======== Provided records ========
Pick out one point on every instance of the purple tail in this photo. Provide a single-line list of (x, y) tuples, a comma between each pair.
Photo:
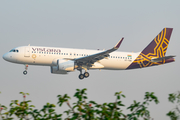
[(156, 49)]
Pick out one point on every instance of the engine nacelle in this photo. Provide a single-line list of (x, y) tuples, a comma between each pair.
[(66, 66), (62, 66), (54, 70)]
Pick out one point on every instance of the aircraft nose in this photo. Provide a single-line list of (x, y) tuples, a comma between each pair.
[(5, 57)]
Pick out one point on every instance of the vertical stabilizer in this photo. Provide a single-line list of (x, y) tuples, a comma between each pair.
[(156, 49)]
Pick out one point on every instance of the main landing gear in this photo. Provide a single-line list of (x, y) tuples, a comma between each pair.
[(26, 67), (82, 76)]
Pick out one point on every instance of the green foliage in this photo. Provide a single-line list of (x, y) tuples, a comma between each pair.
[(88, 110), (174, 114)]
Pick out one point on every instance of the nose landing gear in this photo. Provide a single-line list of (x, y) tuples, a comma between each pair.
========
-- Description of the task --
Convert every line of the rows above into a Markdown table with the columns "No." and "Text", numbering each line in order. Skip blank lines and leave out the pictures.

-- Written solution --
| No. | Text |
|---|---|
| 1 | Pick out one point on every instance of the purple tail in this photo. Provide a single-line list of (x, y) tuples, a comma between each pair. |
| 2 | Photo: |
| 3 | [(156, 49)] |
| 4 | Pick out one point on every instance of the engine nacelle in this photo. Provide a single-line list of (x, y) tuples, a comma between each pair. |
| 5 | [(66, 66), (62, 66), (54, 70)] |
| 6 | Pick out one point on every instance of the aircraft nose in this photo. Provide a single-line list of (x, y) tuples, a comma between each pair. |
| 7 | [(5, 57)] |
| 8 | Pick out one point on every instance of the vertical stabilizer in this photo. Provide a single-line list of (x, y) tuples, a comma between each pair. |
| 9 | [(156, 49)] |
| 10 | Pick out one point on every instance of the main landing gear in this photo. Provide a single-line list of (x, y) tuples, a comma between each pair. |
| 11 | [(26, 67), (82, 76)] |
| 12 | Pick out one point on every instance of the green foliage in this photo. Provide a single-line list of (x, y) tuples, a comma between each pair. |
| 13 | [(88, 110), (174, 114)] |
| 14 | Pick out one point on every instance of the nose landing gear in this photo. Provide a single-line list of (x, y) tuples, a comma between each pair. |